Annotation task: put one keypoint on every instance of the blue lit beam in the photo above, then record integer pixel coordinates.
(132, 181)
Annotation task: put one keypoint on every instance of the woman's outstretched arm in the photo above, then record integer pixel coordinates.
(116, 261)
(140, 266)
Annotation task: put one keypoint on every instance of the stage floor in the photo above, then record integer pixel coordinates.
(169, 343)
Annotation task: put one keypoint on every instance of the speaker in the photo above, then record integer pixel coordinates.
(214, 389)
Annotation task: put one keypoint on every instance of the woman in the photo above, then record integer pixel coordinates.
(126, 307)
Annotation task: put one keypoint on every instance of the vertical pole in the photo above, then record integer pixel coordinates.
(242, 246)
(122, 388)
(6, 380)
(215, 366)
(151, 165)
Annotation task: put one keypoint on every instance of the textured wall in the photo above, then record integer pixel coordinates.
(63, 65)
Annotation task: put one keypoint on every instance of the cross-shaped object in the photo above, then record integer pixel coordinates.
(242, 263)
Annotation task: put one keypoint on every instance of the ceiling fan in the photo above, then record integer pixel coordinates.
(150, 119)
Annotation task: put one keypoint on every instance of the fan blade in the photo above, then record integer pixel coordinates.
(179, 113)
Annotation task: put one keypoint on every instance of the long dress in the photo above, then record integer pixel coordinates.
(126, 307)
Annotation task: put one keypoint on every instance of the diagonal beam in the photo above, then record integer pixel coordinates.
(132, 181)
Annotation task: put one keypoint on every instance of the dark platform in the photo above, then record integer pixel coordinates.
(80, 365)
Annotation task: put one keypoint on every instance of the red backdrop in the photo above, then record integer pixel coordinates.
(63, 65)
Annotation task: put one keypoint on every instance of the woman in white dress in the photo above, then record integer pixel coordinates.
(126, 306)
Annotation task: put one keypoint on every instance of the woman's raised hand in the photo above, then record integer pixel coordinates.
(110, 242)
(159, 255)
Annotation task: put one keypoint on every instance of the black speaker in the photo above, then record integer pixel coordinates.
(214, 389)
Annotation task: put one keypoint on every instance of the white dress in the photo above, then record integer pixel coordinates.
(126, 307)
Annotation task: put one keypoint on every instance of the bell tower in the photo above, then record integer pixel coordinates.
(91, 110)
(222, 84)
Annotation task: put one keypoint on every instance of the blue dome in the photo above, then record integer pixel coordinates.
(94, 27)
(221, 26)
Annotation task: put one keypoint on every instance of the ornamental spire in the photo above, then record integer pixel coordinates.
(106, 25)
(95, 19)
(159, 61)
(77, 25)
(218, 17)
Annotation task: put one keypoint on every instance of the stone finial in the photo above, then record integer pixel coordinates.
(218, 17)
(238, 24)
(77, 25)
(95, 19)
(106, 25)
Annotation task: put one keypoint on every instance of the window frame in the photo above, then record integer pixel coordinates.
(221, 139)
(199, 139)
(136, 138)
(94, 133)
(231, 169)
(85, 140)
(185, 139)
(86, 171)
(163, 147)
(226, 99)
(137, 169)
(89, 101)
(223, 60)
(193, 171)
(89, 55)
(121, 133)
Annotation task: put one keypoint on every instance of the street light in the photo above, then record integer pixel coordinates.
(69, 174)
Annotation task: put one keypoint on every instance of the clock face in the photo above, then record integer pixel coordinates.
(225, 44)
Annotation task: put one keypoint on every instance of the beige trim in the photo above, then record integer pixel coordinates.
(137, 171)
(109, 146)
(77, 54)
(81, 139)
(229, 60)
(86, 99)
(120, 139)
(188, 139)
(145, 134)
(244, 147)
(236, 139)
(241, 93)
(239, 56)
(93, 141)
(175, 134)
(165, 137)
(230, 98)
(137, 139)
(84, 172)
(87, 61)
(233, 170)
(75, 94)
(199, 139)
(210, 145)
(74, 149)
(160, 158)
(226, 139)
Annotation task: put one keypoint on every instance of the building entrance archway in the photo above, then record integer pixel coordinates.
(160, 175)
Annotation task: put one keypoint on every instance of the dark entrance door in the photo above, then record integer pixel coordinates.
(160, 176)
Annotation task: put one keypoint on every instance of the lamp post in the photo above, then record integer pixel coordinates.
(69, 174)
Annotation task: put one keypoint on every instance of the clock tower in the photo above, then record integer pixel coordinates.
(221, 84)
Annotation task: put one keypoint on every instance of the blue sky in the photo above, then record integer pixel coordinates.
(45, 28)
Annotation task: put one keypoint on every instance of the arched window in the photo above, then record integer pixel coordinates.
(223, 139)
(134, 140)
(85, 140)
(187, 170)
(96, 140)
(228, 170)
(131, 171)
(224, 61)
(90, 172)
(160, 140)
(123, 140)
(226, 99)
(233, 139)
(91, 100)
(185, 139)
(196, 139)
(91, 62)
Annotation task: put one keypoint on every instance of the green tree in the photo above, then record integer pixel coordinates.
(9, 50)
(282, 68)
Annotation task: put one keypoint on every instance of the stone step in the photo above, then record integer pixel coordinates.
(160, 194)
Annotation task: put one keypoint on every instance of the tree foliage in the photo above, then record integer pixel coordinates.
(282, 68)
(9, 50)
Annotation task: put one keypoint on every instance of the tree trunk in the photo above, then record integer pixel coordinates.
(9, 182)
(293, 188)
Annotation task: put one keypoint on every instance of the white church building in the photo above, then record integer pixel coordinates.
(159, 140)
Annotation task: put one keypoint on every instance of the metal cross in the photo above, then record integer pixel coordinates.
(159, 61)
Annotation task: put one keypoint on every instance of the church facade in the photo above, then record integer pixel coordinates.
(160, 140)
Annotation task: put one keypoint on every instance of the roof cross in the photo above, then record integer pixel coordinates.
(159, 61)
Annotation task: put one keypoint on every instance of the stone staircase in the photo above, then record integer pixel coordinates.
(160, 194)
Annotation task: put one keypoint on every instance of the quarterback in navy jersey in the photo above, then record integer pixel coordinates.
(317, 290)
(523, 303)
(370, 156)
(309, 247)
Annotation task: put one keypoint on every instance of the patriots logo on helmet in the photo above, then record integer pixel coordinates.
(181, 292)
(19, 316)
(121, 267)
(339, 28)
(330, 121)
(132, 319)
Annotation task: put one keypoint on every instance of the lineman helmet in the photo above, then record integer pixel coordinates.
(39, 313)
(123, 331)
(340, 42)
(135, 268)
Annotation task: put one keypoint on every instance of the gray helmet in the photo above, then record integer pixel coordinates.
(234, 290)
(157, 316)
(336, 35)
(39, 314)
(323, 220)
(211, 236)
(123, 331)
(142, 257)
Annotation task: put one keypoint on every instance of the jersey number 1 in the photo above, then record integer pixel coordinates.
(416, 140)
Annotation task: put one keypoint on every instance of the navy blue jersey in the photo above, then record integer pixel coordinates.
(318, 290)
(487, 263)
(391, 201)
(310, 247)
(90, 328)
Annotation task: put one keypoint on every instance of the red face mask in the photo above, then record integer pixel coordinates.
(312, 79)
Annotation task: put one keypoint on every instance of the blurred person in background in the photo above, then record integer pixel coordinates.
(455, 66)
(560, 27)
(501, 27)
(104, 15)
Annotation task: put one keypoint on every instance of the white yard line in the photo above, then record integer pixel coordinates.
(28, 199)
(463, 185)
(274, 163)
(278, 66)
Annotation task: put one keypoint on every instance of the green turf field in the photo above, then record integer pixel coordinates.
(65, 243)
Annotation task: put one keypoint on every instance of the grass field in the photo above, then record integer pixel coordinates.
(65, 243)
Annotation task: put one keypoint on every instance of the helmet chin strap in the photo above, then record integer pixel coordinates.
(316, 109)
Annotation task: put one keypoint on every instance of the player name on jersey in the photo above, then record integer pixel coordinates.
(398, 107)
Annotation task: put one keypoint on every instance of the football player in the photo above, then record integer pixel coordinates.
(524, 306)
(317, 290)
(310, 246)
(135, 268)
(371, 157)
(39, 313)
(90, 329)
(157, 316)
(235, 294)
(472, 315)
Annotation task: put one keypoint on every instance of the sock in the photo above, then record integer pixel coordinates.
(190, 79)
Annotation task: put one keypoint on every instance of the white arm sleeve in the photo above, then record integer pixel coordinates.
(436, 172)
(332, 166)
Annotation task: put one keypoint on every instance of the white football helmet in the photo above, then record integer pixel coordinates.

*The problem*:
Output the lines from the line containing "of the player" to the end, both included; add nothing.

*Task solution*:
Annotation task: put one keypoint on every instance of the player name on jersey in the photo above, then record integer pixel coordinates.
(398, 107)
Annotation task: put one keypoint on every instance of the football player in the photo above, then record integer pixel coordinates.
(524, 306)
(317, 290)
(310, 246)
(135, 268)
(371, 157)
(39, 313)
(90, 329)
(157, 316)
(235, 294)
(472, 315)
Annotation task: put one keypoint on every instance of the sock in the photo above, then record integer pixel coordinates.
(190, 79)
Annotation task: put one keypoint on every instance of the white arm sleeve in the photo above, then record integer pixel coordinates.
(436, 172)
(332, 166)
Annotation task: put one keypoint on every instance of the white football helmet in the photo above, then record integer pixel coordinates.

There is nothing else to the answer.